[Supplied information]
###

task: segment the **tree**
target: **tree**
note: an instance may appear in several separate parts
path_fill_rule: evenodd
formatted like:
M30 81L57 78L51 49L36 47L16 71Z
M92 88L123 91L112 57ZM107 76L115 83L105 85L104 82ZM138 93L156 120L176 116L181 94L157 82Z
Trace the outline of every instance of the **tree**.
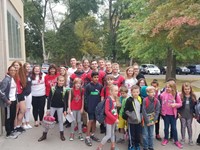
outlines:
M199 53L200 2L137 0L134 4L140 7L132 5L135 17L122 21L119 41L132 56L141 58L152 50L166 56L166 79L175 77L176 58L181 58L178 55L187 51L189 57L194 57ZM127 37L126 33L131 33L131 36Z

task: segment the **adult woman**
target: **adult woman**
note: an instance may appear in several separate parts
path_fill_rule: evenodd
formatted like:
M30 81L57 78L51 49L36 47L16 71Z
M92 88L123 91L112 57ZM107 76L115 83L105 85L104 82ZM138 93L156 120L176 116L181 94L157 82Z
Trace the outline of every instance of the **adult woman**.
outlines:
M5 107L5 129L6 138L17 138L14 134L14 121L17 106L17 85L15 82L16 69L14 66L8 68L8 73L0 84L0 104Z
M42 121L44 116L45 107L45 74L41 72L40 66L35 65L33 67L31 75L31 92L32 92L32 106L33 106L33 117L35 120L35 127L39 126L38 116Z
M17 110L16 110L16 120L15 120L15 129L17 132L24 132L25 129L21 127L22 119L26 112L26 103L24 98L23 90L26 88L27 85L27 78L24 68L22 67L22 63L20 61L14 61L11 66L14 66L17 73L16 73L16 84L17 84Z

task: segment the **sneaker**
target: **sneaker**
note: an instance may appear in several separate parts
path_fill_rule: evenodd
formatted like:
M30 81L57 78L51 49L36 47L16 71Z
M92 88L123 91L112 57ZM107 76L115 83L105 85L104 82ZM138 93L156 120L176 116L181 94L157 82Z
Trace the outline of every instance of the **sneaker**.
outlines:
M194 145L193 141L190 140L190 141L189 141L189 145L190 145L190 146L193 146L193 145Z
M71 134L70 134L69 140L70 140L70 141L73 141L73 140L74 140L74 133L71 133Z
M86 144L87 146L92 146L91 139L90 139L90 138L85 138L85 144Z
M176 141L174 144L180 149L183 148L183 145L179 141Z
M158 141L162 141L162 138L160 137L160 135L158 134L158 135L156 135L156 140L158 140Z
M100 142L100 140L97 137L95 137L94 135L91 135L90 138L95 142Z
M124 143L125 142L125 140L123 139L123 138L119 138L118 140L117 140L117 143Z
M161 144L162 144L163 146L165 146L165 145L167 145L168 142L169 142L169 141L168 141L167 139L164 139L164 140L162 141Z
M181 144L183 145L185 143L185 139L181 139Z
M79 139L80 141L83 141L83 140L84 140L84 138L83 138L83 136L82 136L82 133L79 133L78 139Z
M32 129L33 127L30 124L26 125L28 127L28 129Z
M6 139L16 139L16 138L18 138L18 136L13 134L13 133L11 133L10 135L6 136Z

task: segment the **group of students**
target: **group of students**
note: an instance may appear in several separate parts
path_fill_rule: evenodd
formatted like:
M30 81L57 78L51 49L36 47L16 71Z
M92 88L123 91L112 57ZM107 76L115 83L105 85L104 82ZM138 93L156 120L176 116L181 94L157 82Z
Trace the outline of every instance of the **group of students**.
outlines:
M162 141L163 146L173 138L175 145L183 148L186 127L189 144L193 145L192 120L197 98L189 83L182 85L179 94L173 79L168 80L162 90L159 90L156 79L147 86L138 64L128 67L123 76L118 63L104 59L91 62L84 59L81 62L71 58L70 63L69 69L50 65L47 74L41 72L39 65L30 70L29 63L22 65L14 61L11 64L0 84L0 105L5 108L7 138L17 138L19 133L32 128L29 124L31 106L34 126L41 125L47 99L46 115L54 116L57 112L62 141L65 141L63 115L72 114L75 121L71 123L69 140L74 140L77 126L78 137L85 140L86 145L92 146L92 140L100 142L97 150L101 150L109 140L111 150L116 148L116 128L122 133L117 142L125 141L128 136L128 150L140 150L141 145L144 150L153 150L154 125L155 137ZM101 141L95 136L95 111L100 101L105 101L105 121L100 127L106 134ZM159 134L160 117L164 120L163 140ZM181 142L178 141L177 118L181 121ZM82 127L87 129L85 139ZM45 140L47 133L45 128L38 141Z

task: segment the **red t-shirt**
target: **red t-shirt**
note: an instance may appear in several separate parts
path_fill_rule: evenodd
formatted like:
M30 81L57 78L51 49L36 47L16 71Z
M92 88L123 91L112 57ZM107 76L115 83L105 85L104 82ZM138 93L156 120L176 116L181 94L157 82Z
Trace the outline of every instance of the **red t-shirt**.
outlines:
M82 91L82 93L81 93ZM71 110L81 110L82 108L82 98L84 96L84 89L73 88L73 97L71 100Z
M105 89L106 88L106 89ZM110 96L110 88L108 86L104 87L102 90L101 90L101 94L100 94L101 97L104 97L104 99L108 96Z
M110 125L114 124L118 118L116 100L112 100L112 108L110 109L110 100L106 98L105 114L105 123Z
M59 76L59 74L56 74L56 75L49 75L47 74L45 77L44 77L44 82L45 82L45 87L46 87L46 96L49 96L50 94L50 90L51 90L51 87L52 86L56 86L56 83L57 83L57 77Z

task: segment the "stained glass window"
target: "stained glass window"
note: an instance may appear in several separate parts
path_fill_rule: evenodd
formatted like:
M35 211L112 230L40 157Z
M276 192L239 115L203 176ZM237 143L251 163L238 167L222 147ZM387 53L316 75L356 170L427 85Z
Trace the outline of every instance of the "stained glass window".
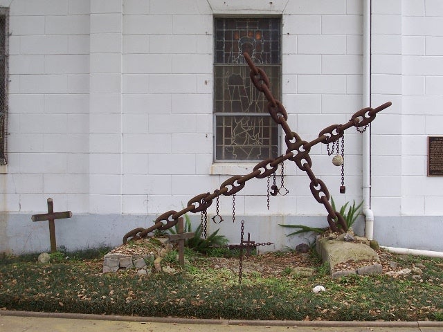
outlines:
M0 8L0 165L7 162L8 9Z
M214 52L215 160L262 160L279 154L278 126L251 82L243 53L264 71L280 98L279 18L216 18Z

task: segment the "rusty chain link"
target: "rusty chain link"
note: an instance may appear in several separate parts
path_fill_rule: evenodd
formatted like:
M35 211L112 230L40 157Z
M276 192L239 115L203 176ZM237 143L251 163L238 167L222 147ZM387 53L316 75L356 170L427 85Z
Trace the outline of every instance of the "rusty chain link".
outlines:
M366 107L356 112L350 120L343 124L332 124L322 130L317 138L307 142L302 140L300 136L291 130L288 123L287 112L281 102L275 99L270 90L269 79L262 69L257 68L248 53L244 53L246 62L251 68L251 79L255 88L263 92L269 102L268 111L275 122L280 124L285 133L284 142L287 149L286 154L275 158L269 158L258 163L253 168L252 172L244 175L235 175L225 181L219 189L215 190L212 194L209 192L199 194L188 202L188 205L183 210L177 211L168 211L159 216L154 221L154 225L148 228L135 228L123 237L123 243L126 243L129 239L138 239L146 237L147 234L155 230L165 230L174 226L178 219L188 212L197 213L207 210L213 203L213 200L221 195L230 196L242 190L246 181L252 178L266 178L277 170L278 165L284 160L293 161L297 167L302 171L305 171L311 179L311 192L314 199L325 205L328 212L327 221L331 229L336 232L346 231L346 224L343 216L336 211L334 211L329 202L329 194L325 183L316 178L311 169L312 160L309 156L311 147L318 143L327 144L335 142L343 136L345 130L355 127L361 131L362 127L365 128L374 120L377 113L389 107L392 103L387 102L375 109ZM341 226L338 230L337 223Z

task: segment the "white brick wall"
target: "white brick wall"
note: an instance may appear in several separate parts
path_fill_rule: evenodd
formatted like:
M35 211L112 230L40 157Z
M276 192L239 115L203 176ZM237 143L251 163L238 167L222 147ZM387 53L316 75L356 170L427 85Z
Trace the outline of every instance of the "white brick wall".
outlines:
M81 212L155 214L219 187L227 176L209 175L213 15L282 15L282 101L303 139L368 106L362 1L273 3L12 1L9 165L0 176L8 209L42 210L55 194L57 207ZM442 7L372 1L372 106L393 102L372 126L376 214L440 212L441 178L426 177L426 138L443 127ZM338 199L359 201L361 136L349 129L345 144L347 192ZM338 197L325 147L311 154L314 172ZM289 194L268 212L265 180L251 181L236 198L239 214L325 213L305 173L287 164ZM222 201L229 213L231 199Z

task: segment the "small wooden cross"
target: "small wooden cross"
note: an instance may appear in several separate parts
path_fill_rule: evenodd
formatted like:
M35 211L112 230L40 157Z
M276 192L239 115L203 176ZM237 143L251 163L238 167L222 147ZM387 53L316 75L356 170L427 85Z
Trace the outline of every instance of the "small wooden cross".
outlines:
M179 263L181 266L185 266L185 240L194 237L194 232L185 233L183 225L183 217L179 218L177 223L177 234L169 236L171 242L179 242Z
M55 219L63 219L71 218L72 212L71 211L64 211L63 212L54 212L54 205L53 199L48 199L48 213L43 214L34 214L30 217L33 221L42 221L47 220L49 221L49 240L51 241L51 252L57 251L57 244L55 243Z

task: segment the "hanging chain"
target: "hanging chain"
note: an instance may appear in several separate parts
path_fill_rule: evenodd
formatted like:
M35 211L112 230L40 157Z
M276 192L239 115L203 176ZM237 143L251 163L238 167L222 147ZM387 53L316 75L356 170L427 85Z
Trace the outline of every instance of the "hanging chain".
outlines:
M389 107L392 103L387 102L374 109L371 107L362 109L354 113L347 123L329 126L320 132L317 138L311 142L307 142L302 140L297 133L291 130L287 122L287 113L281 102L277 100L273 95L270 90L269 79L264 71L255 66L248 53L244 53L244 56L251 68L251 79L253 85L259 91L264 94L264 97L269 102L267 110L269 115L276 123L282 126L285 133L284 141L287 147L285 154L274 159L270 158L260 161L253 168L253 171L248 174L236 175L230 177L222 183L219 190L215 191L213 194L207 192L194 196L188 202L188 205L181 210L179 212L168 211L159 216L154 221L154 224L151 227L134 228L125 234L123 237L124 243L131 238L146 237L150 232L155 230L165 230L174 227L178 223L179 218L183 214L188 212L198 213L207 209L211 205L213 200L220 195L235 194L244 187L246 181L253 178L263 178L269 176L277 170L279 163L288 159L295 162L297 167L300 170L305 172L309 177L311 192L318 203L325 205L328 212L327 221L332 230L334 232L338 230L335 222L336 218L338 219L340 224L344 225L342 228L343 230L346 230L344 219L338 212L334 211L329 202L330 196L326 185L321 180L316 178L311 169L312 161L309 151L313 146L318 143L327 145L328 143L335 142L343 136L345 130L352 127L356 127L359 132L364 131L368 124L375 119L377 113ZM362 127L363 129L361 129ZM205 199L204 203L201 203L202 198Z
M337 144L338 141L337 141ZM345 136L341 136L341 158L343 162L341 163L341 185L340 186L340 194L346 192L345 186Z
M233 223L235 221L235 194L233 195Z
M289 191L284 187L284 163L282 162L282 174L280 174L281 177L281 186L278 190L278 193L282 196L286 196L288 194Z
M216 190L217 192L218 192L218 190ZM215 223L220 223L222 221L223 221L223 218L222 217L222 216L220 215L219 212L219 196L217 196L217 203L215 204L215 215L214 216L213 216L212 219L213 221L214 221Z
M270 190L270 187L269 187L269 182L271 181L271 179L269 178L271 178L271 176L268 176L268 190L266 192L266 203L267 203L267 207L268 207L268 210L269 210L269 190Z
M242 228L240 228L240 252L239 255L239 260L238 264L238 283L242 284L242 277L243 276L243 237L244 235L244 220L242 221Z

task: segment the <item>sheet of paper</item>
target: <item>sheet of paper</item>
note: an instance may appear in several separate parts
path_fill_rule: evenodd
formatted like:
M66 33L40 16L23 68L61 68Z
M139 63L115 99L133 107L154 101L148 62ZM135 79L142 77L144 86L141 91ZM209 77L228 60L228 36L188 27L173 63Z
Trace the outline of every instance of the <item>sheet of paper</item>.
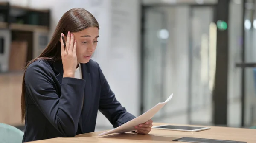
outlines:
M105 135L113 133L123 133L127 132L135 131L135 126L141 123L144 123L148 121L151 119L172 98L172 95L164 102L158 103L152 108L140 116L124 123L124 124L110 131L107 131L102 133L99 134L98 136L102 136Z

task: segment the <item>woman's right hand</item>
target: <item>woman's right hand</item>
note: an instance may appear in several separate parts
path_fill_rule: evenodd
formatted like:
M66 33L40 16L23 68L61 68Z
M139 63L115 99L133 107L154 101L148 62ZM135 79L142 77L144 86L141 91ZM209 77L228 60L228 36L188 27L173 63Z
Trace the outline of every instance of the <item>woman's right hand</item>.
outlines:
M61 33L61 36L64 36L64 34ZM61 39L63 77L74 78L77 63L76 41L74 39L74 35L69 31L67 37L66 48L64 47L62 37L61 37Z

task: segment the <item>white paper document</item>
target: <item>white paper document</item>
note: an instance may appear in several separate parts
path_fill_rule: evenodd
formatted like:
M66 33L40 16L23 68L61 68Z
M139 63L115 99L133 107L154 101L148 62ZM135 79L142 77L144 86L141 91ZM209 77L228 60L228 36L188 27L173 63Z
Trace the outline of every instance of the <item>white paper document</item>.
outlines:
M124 124L102 133L99 134L98 136L112 134L113 133L123 133L127 132L134 131L136 130L135 128L136 126L139 125L141 123L144 123L148 121L151 119L172 98L172 95L164 102L158 103L157 105L152 108L140 116L134 118L130 121L124 123Z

###

[Instructions for the task]
Print the entries unchanged from their first line through the line containing "M199 53L200 2L137", and leave the pictures out of your answer.

[Problem solution]
task: segment the **tree**
target: **tree**
note: an instance may appear in several separate parts
path_fill_rule: evenodd
formatted like:
M30 81L57 78L51 49L36 47L16 71Z
M92 88L123 91L112 57ZM107 76L115 83L105 85L104 82ZM138 93L156 120L176 116L181 94L157 82Z
Trace the outline of every instance of the **tree**.
outlines:
M199 53L200 2L137 0L134 4L140 7L132 5L135 17L122 21L119 41L132 56L141 58L152 50L166 56L166 79L175 77L176 58L181 58L178 55L187 51L189 57L194 57ZM127 37L126 33L131 33L131 36Z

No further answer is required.